:: Work required ::
The answer must be every line below that holds the word "sunglasses".

● ● ● ● ● ● ●

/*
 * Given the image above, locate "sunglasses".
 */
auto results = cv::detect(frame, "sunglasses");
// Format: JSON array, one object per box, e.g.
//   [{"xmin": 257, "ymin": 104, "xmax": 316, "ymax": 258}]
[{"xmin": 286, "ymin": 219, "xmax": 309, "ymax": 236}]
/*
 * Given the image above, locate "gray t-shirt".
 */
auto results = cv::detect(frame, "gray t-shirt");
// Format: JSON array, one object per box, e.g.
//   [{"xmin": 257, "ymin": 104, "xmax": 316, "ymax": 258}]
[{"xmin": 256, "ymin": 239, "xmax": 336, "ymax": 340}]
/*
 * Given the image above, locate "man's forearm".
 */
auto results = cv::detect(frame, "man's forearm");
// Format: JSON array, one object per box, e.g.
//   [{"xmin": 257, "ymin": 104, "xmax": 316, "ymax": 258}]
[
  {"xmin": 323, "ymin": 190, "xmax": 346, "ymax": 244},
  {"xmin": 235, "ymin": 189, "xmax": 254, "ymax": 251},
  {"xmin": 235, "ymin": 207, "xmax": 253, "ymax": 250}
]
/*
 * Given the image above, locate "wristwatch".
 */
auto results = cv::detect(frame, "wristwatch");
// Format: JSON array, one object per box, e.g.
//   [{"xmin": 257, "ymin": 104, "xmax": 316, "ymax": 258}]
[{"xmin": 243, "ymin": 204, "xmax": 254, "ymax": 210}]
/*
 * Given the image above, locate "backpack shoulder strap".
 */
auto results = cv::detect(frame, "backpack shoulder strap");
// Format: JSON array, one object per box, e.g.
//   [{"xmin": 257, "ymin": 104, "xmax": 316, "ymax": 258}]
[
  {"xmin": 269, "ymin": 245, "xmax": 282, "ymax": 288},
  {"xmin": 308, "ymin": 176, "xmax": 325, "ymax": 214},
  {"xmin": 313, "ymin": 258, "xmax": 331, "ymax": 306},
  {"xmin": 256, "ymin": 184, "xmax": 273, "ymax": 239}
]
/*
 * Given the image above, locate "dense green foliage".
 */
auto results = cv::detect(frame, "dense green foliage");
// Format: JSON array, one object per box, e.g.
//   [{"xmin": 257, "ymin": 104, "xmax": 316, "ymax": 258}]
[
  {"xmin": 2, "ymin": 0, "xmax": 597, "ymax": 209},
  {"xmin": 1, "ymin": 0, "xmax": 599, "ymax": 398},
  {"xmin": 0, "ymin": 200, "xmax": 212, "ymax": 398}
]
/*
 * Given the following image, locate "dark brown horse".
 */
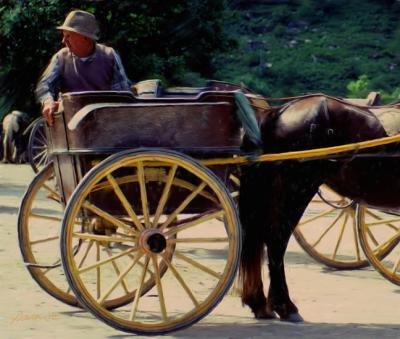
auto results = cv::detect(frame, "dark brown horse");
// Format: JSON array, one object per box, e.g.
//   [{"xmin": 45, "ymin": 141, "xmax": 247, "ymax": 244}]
[{"xmin": 239, "ymin": 95, "xmax": 400, "ymax": 321}]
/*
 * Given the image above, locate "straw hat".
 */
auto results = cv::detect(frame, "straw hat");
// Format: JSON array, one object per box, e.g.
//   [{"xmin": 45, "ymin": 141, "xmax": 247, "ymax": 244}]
[{"xmin": 57, "ymin": 10, "xmax": 99, "ymax": 40}]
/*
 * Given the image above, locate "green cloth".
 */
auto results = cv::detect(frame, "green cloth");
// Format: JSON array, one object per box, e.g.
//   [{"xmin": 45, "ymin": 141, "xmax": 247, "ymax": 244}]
[{"xmin": 234, "ymin": 92, "xmax": 262, "ymax": 147}]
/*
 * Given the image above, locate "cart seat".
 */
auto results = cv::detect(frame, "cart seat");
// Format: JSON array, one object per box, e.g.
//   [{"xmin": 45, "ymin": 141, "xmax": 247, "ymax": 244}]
[{"xmin": 132, "ymin": 79, "xmax": 253, "ymax": 99}]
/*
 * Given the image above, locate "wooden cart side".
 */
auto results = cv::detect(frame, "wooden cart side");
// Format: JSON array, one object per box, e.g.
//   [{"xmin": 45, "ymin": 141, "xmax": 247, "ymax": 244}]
[{"xmin": 47, "ymin": 91, "xmax": 243, "ymax": 204}]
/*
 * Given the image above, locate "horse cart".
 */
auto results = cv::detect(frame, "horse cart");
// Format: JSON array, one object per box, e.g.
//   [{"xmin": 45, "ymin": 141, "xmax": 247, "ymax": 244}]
[{"xmin": 17, "ymin": 83, "xmax": 400, "ymax": 334}]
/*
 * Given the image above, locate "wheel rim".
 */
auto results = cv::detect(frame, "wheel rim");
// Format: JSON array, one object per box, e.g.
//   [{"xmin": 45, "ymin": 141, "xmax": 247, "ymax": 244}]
[
  {"xmin": 18, "ymin": 162, "xmax": 148, "ymax": 308},
  {"xmin": 18, "ymin": 163, "xmax": 78, "ymax": 305},
  {"xmin": 28, "ymin": 118, "xmax": 49, "ymax": 173},
  {"xmin": 294, "ymin": 184, "xmax": 369, "ymax": 269},
  {"xmin": 61, "ymin": 150, "xmax": 241, "ymax": 335},
  {"xmin": 357, "ymin": 205, "xmax": 400, "ymax": 285}
]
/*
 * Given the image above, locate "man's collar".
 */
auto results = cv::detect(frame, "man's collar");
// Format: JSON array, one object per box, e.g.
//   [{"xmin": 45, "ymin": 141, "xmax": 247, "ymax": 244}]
[{"xmin": 70, "ymin": 44, "xmax": 97, "ymax": 61}]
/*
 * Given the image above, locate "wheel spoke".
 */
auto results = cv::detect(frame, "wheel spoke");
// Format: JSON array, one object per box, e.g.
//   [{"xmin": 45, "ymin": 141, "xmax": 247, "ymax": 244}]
[
  {"xmin": 137, "ymin": 161, "xmax": 151, "ymax": 228},
  {"xmin": 42, "ymin": 183, "xmax": 61, "ymax": 201},
  {"xmin": 165, "ymin": 210, "xmax": 225, "ymax": 237},
  {"xmin": 160, "ymin": 253, "xmax": 199, "ymax": 307},
  {"xmin": 33, "ymin": 149, "xmax": 47, "ymax": 161},
  {"xmin": 365, "ymin": 209, "xmax": 400, "ymax": 231},
  {"xmin": 82, "ymin": 201, "xmax": 137, "ymax": 235},
  {"xmin": 372, "ymin": 230, "xmax": 400, "ymax": 256},
  {"xmin": 175, "ymin": 251, "xmax": 222, "ymax": 279},
  {"xmin": 311, "ymin": 210, "xmax": 345, "ymax": 247},
  {"xmin": 98, "ymin": 252, "xmax": 144, "ymax": 304},
  {"xmin": 106, "ymin": 174, "xmax": 144, "ymax": 231},
  {"xmin": 129, "ymin": 255, "xmax": 150, "ymax": 321},
  {"xmin": 332, "ymin": 212, "xmax": 349, "ymax": 260},
  {"xmin": 30, "ymin": 235, "xmax": 59, "ymax": 245},
  {"xmin": 392, "ymin": 255, "xmax": 400, "ymax": 276},
  {"xmin": 77, "ymin": 240, "xmax": 95, "ymax": 270},
  {"xmin": 169, "ymin": 237, "xmax": 228, "ymax": 244},
  {"xmin": 79, "ymin": 247, "xmax": 137, "ymax": 273},
  {"xmin": 36, "ymin": 152, "xmax": 48, "ymax": 168},
  {"xmin": 366, "ymin": 226, "xmax": 380, "ymax": 247},
  {"xmin": 151, "ymin": 254, "xmax": 168, "ymax": 321},
  {"xmin": 365, "ymin": 218, "xmax": 400, "ymax": 227},
  {"xmin": 230, "ymin": 191, "xmax": 239, "ymax": 199},
  {"xmin": 152, "ymin": 165, "xmax": 178, "ymax": 227},
  {"xmin": 36, "ymin": 127, "xmax": 47, "ymax": 143},
  {"xmin": 362, "ymin": 207, "xmax": 400, "ymax": 247},
  {"xmin": 73, "ymin": 232, "xmax": 135, "ymax": 244},
  {"xmin": 96, "ymin": 242, "xmax": 101, "ymax": 299},
  {"xmin": 298, "ymin": 206, "xmax": 339, "ymax": 226},
  {"xmin": 229, "ymin": 174, "xmax": 240, "ymax": 187},
  {"xmin": 30, "ymin": 213, "xmax": 62, "ymax": 222},
  {"xmin": 160, "ymin": 182, "xmax": 207, "ymax": 231},
  {"xmin": 32, "ymin": 145, "xmax": 47, "ymax": 151},
  {"xmin": 172, "ymin": 178, "xmax": 217, "ymax": 203},
  {"xmin": 33, "ymin": 137, "xmax": 47, "ymax": 150}
]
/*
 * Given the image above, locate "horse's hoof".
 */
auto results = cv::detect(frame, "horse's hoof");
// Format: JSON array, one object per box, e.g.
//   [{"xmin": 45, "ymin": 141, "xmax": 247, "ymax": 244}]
[
  {"xmin": 280, "ymin": 312, "xmax": 304, "ymax": 323},
  {"xmin": 254, "ymin": 307, "xmax": 278, "ymax": 319}
]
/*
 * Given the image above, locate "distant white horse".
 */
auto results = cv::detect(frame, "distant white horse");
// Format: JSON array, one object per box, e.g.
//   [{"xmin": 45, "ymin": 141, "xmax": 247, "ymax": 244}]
[{"xmin": 2, "ymin": 110, "xmax": 30, "ymax": 163}]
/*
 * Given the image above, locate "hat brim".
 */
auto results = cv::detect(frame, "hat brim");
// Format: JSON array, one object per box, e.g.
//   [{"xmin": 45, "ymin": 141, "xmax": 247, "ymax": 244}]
[{"xmin": 57, "ymin": 25, "xmax": 98, "ymax": 40}]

● ● ● ● ● ● ●

:: Written answer ::
 * Given the image above, locate "sunglasses".
auto results = cv::detect(frame, "sunglasses");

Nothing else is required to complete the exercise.